== DATASET EXTRACT

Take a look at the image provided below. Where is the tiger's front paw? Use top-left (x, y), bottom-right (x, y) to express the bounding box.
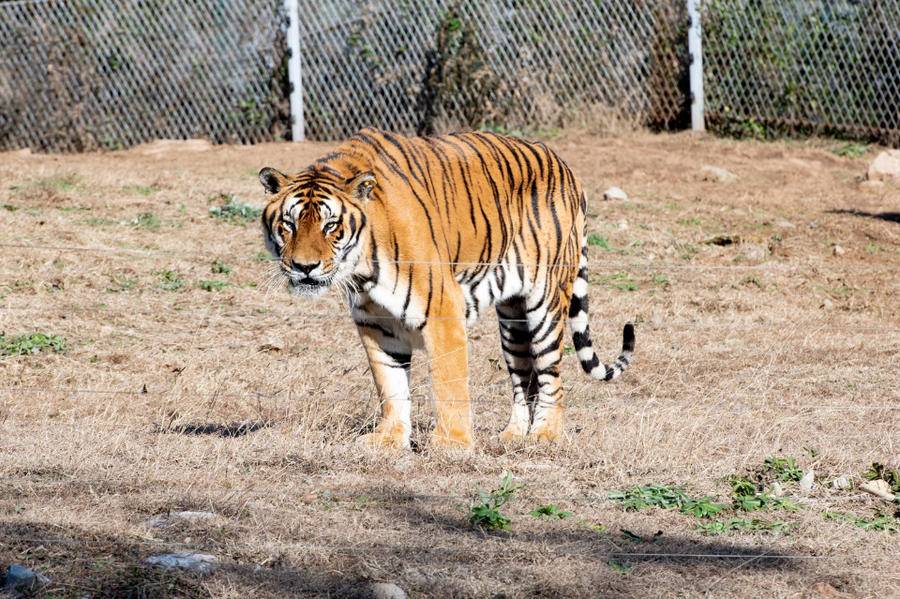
top-left (526, 427), bottom-right (562, 444)
top-left (527, 418), bottom-right (563, 444)
top-left (499, 423), bottom-right (528, 443)
top-left (356, 423), bottom-right (410, 450)
top-left (429, 429), bottom-right (474, 450)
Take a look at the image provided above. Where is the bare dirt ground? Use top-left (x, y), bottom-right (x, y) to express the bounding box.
top-left (1, 132), bottom-right (898, 598)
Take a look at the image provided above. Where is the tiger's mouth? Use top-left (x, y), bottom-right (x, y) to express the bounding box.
top-left (288, 276), bottom-right (330, 297)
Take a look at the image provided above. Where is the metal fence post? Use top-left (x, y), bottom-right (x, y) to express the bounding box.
top-left (687, 0), bottom-right (705, 132)
top-left (284, 0), bottom-right (305, 141)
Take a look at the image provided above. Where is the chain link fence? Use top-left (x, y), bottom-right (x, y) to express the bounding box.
top-left (1, 0), bottom-right (898, 152)
top-left (0, 0), bottom-right (288, 152)
top-left (298, 0), bottom-right (688, 140)
top-left (702, 0), bottom-right (900, 146)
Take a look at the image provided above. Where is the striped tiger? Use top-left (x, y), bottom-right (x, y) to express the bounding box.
top-left (259, 128), bottom-right (634, 449)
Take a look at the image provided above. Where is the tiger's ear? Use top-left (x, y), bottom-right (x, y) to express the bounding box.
top-left (259, 167), bottom-right (288, 194)
top-left (348, 172), bottom-right (376, 201)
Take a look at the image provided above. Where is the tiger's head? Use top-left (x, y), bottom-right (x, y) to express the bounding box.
top-left (258, 165), bottom-right (374, 297)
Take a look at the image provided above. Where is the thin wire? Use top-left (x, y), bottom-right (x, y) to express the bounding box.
top-left (0, 385), bottom-right (897, 410)
top-left (3, 302), bottom-right (899, 331)
top-left (0, 241), bottom-right (844, 272)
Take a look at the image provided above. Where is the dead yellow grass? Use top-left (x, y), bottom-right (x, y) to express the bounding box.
top-left (0, 132), bottom-right (898, 598)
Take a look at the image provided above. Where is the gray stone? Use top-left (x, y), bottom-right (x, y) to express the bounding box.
top-left (799, 470), bottom-right (815, 492)
top-left (866, 149), bottom-right (900, 183)
top-left (832, 245), bottom-right (846, 256)
top-left (831, 475), bottom-right (852, 490)
top-left (603, 186), bottom-right (628, 201)
top-left (739, 243), bottom-right (767, 262)
top-left (700, 165), bottom-right (738, 183)
top-left (145, 552), bottom-right (218, 573)
top-left (369, 582), bottom-right (408, 599)
top-left (3, 564), bottom-right (50, 593)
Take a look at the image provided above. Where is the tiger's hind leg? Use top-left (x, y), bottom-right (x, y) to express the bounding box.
top-left (524, 298), bottom-right (567, 443)
top-left (355, 317), bottom-right (413, 450)
top-left (496, 298), bottom-right (538, 442)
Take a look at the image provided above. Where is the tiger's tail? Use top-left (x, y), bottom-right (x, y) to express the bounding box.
top-left (567, 237), bottom-right (635, 381)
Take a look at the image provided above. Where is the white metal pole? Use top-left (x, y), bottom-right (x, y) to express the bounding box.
top-left (687, 0), bottom-right (705, 132)
top-left (284, 0), bottom-right (305, 141)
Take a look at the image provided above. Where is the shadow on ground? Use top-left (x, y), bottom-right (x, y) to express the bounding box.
top-left (826, 208), bottom-right (900, 223)
top-left (153, 420), bottom-right (270, 437)
top-left (0, 474), bottom-right (817, 598)
top-left (0, 521), bottom-right (374, 598)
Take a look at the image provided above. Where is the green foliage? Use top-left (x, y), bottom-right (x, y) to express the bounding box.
top-left (729, 476), bottom-right (798, 512)
top-left (199, 279), bottom-right (228, 292)
top-left (824, 511), bottom-right (899, 533)
top-left (587, 234), bottom-right (612, 250)
top-left (469, 471), bottom-right (522, 531)
top-left (529, 504), bottom-right (572, 520)
top-left (0, 333), bottom-right (65, 356)
top-left (763, 456), bottom-right (803, 482)
top-left (416, 7), bottom-right (500, 135)
top-left (652, 274), bottom-right (669, 287)
top-left (131, 212), bottom-right (161, 230)
top-left (609, 484), bottom-right (685, 511)
top-left (677, 217), bottom-right (702, 227)
top-left (608, 484), bottom-right (726, 519)
top-left (2, 203), bottom-right (19, 211)
top-left (831, 143), bottom-right (869, 158)
top-left (123, 184), bottom-right (161, 196)
top-left (106, 275), bottom-right (137, 293)
top-left (681, 497), bottom-right (729, 519)
top-left (607, 560), bottom-right (632, 574)
top-left (864, 463), bottom-right (900, 494)
top-left (594, 272), bottom-right (637, 292)
top-left (80, 217), bottom-right (117, 226)
top-left (209, 194), bottom-right (262, 224)
top-left (674, 242), bottom-right (698, 260)
top-left (156, 270), bottom-right (185, 292)
top-left (211, 260), bottom-right (232, 275)
top-left (697, 517), bottom-right (789, 536)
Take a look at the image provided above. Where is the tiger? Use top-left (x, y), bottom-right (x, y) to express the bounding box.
top-left (259, 128), bottom-right (634, 450)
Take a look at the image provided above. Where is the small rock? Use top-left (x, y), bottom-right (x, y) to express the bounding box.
top-left (860, 479), bottom-right (896, 503)
top-left (738, 243), bottom-right (767, 262)
top-left (773, 218), bottom-right (795, 229)
top-left (799, 470), bottom-right (815, 492)
top-left (603, 186), bottom-right (628, 201)
top-left (831, 475), bottom-right (851, 490)
top-left (145, 510), bottom-right (217, 528)
top-left (3, 564), bottom-right (50, 593)
top-left (770, 482), bottom-right (784, 497)
top-left (820, 298), bottom-right (834, 311)
top-left (866, 149), bottom-right (900, 183)
top-left (832, 245), bottom-right (845, 256)
top-left (700, 165), bottom-right (737, 183)
top-left (145, 552), bottom-right (218, 573)
top-left (617, 219), bottom-right (628, 230)
top-left (369, 582), bottom-right (408, 599)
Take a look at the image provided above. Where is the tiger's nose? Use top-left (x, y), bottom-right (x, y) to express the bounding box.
top-left (291, 261), bottom-right (320, 276)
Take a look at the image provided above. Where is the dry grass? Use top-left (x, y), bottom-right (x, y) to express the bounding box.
top-left (1, 133), bottom-right (898, 598)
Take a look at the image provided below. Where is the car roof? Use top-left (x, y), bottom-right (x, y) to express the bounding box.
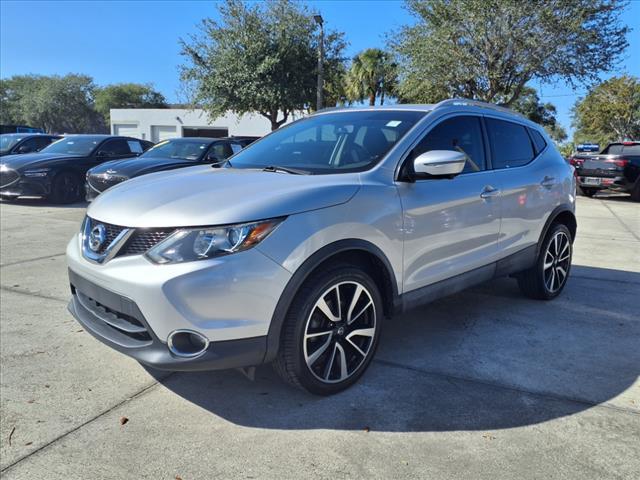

====

> TASK DESCRIPTION
Every line of the data should be copied as it stands, without the images.

> ANSWER BELOW
Take a look at the image provided below. Where is the tiger's front paw? Use top-left (x, y), bottom-right (x, y) to express the bounding box.
top-left (526, 427), bottom-right (562, 444)
top-left (527, 418), bottom-right (563, 444)
top-left (499, 423), bottom-right (528, 443)
top-left (356, 423), bottom-right (410, 450)
top-left (429, 429), bottom-right (474, 450)
Take a look at the image provided above. Where is the bare dirt ground? Use top-left (x, y), bottom-right (x, y) to express the bounding box.
top-left (1, 132), bottom-right (898, 598)
Take a look at the image provided above. Where is the tiger's mouth? Use top-left (x, y), bottom-right (x, y) to express the bounding box.
top-left (288, 276), bottom-right (330, 297)
Take a look at the image provided above. Where is the metal fence post? Use top-left (x, y), bottom-right (x, y) to express the bounding box.
top-left (687, 0), bottom-right (705, 132)
top-left (284, 0), bottom-right (305, 141)
Take a look at the image provided above. Where is the chain link fence? Use top-left (x, y), bottom-right (x, y) to express the bounding box.
top-left (1, 0), bottom-right (898, 152)
top-left (0, 0), bottom-right (288, 152)
top-left (298, 0), bottom-right (688, 140)
top-left (702, 0), bottom-right (900, 146)
Take a look at the image provided above. Where is the striped tiger? Use top-left (x, y), bottom-right (x, y) to express the bounding box.
top-left (259, 128), bottom-right (634, 449)
Take a look at the image provided above. Where is the tiger's ear? Use top-left (x, y), bottom-right (x, y) to express the bounding box.
top-left (259, 167), bottom-right (288, 194)
top-left (348, 172), bottom-right (376, 201)
Take a look at the image provided above. Where is the tiger's head? Use top-left (x, y), bottom-right (x, y) to express the bounding box.
top-left (258, 165), bottom-right (374, 297)
Take a look at the image provided above. Where is the thin wire? Use top-left (x, y), bottom-right (x, y) to express the bounding box.
top-left (0, 385), bottom-right (897, 410)
top-left (3, 302), bottom-right (899, 331)
top-left (0, 241), bottom-right (844, 272)
Take a look at the image provided above. Where is the dead yellow grass? Use top-left (x, y), bottom-right (x, y) to express the bounding box.
top-left (0, 132), bottom-right (898, 598)
Take a look at the image provided above. Where is the gray stone? Use top-left (x, y), bottom-right (x, y) to express the bounding box.
top-left (799, 470), bottom-right (815, 492)
top-left (866, 149), bottom-right (900, 183)
top-left (832, 245), bottom-right (846, 256)
top-left (831, 475), bottom-right (852, 490)
top-left (603, 186), bottom-right (628, 201)
top-left (739, 243), bottom-right (767, 262)
top-left (700, 165), bottom-right (738, 183)
top-left (145, 552), bottom-right (218, 573)
top-left (369, 582), bottom-right (408, 599)
top-left (3, 564), bottom-right (50, 593)
Take a look at the image provided above. Where is the tiger's hind leg? Use top-left (x, y), bottom-right (x, y) to express the bounding box.
top-left (524, 298), bottom-right (567, 443)
top-left (355, 317), bottom-right (413, 450)
top-left (496, 298), bottom-right (538, 442)
Take a look at the image provided above. Where is the tiger's tail? Use top-left (x, y), bottom-right (x, y) to express the bounding box.
top-left (567, 237), bottom-right (635, 381)
Take a look at the image provided above. Where is the white metal pole? Use top-left (x, y), bottom-right (x, y) to express the bounding box.
top-left (687, 0), bottom-right (705, 132)
top-left (284, 0), bottom-right (305, 141)
Take a look at the image provided above. Where is the shadow on ground? Use top-left (x, y), bottom-right (x, y) to express the bounding box.
top-left (826, 208), bottom-right (900, 223)
top-left (153, 420), bottom-right (270, 437)
top-left (0, 474), bottom-right (817, 598)
top-left (0, 521), bottom-right (374, 598)
Take a look at the image provided above. Where is the green foliage? Use top-left (x, y), bottom-right (x, y) to express the bounding box.
top-left (729, 476), bottom-right (798, 512)
top-left (199, 279), bottom-right (228, 292)
top-left (824, 511), bottom-right (899, 533)
top-left (587, 234), bottom-right (612, 250)
top-left (469, 471), bottom-right (522, 531)
top-left (529, 504), bottom-right (572, 520)
top-left (0, 333), bottom-right (65, 356)
top-left (763, 456), bottom-right (803, 482)
top-left (416, 7), bottom-right (500, 135)
top-left (652, 274), bottom-right (669, 287)
top-left (131, 212), bottom-right (161, 230)
top-left (609, 484), bottom-right (685, 511)
top-left (677, 217), bottom-right (702, 227)
top-left (608, 484), bottom-right (726, 519)
top-left (2, 203), bottom-right (19, 211)
top-left (831, 143), bottom-right (869, 158)
top-left (123, 184), bottom-right (161, 196)
top-left (106, 275), bottom-right (137, 293)
top-left (681, 497), bottom-right (729, 519)
top-left (607, 560), bottom-right (632, 574)
top-left (864, 463), bottom-right (900, 494)
top-left (594, 272), bottom-right (637, 292)
top-left (80, 217), bottom-right (117, 226)
top-left (209, 194), bottom-right (262, 224)
top-left (674, 242), bottom-right (698, 260)
top-left (156, 270), bottom-right (185, 292)
top-left (211, 260), bottom-right (232, 275)
top-left (697, 517), bottom-right (789, 536)
Take a look at the image provided above. Where is the tiger? Use top-left (x, y), bottom-right (x, y) to express the bounding box.
top-left (259, 128), bottom-right (634, 450)
Take a look at the image provided above. Where is the small rock? Use top-left (x, y), bottom-right (x, y) to express the bounding box.
top-left (860, 479), bottom-right (896, 503)
top-left (738, 243), bottom-right (767, 262)
top-left (773, 218), bottom-right (795, 229)
top-left (799, 470), bottom-right (815, 492)
top-left (603, 186), bottom-right (628, 201)
top-left (831, 475), bottom-right (851, 490)
top-left (145, 510), bottom-right (217, 528)
top-left (3, 564), bottom-right (50, 593)
top-left (770, 482), bottom-right (784, 497)
top-left (820, 298), bottom-right (834, 311)
top-left (866, 149), bottom-right (900, 183)
top-left (832, 245), bottom-right (845, 256)
top-left (700, 165), bottom-right (737, 183)
top-left (145, 552), bottom-right (218, 573)
top-left (617, 219), bottom-right (628, 230)
top-left (369, 582), bottom-right (408, 599)
Take a look at the image provided above. Where is the tiger's nose? Use top-left (x, y), bottom-right (x, y) to express the bounding box.
top-left (291, 261), bottom-right (320, 276)
Take a look at the image provided above. Where is the dry grass? Use top-left (x, y), bottom-right (x, y) to express the bounding box.
top-left (1, 133), bottom-right (898, 598)
Take a look at the image provided below. Where is the car roof? Use top-left (x, y), bottom-right (x, y) to express the bounding box.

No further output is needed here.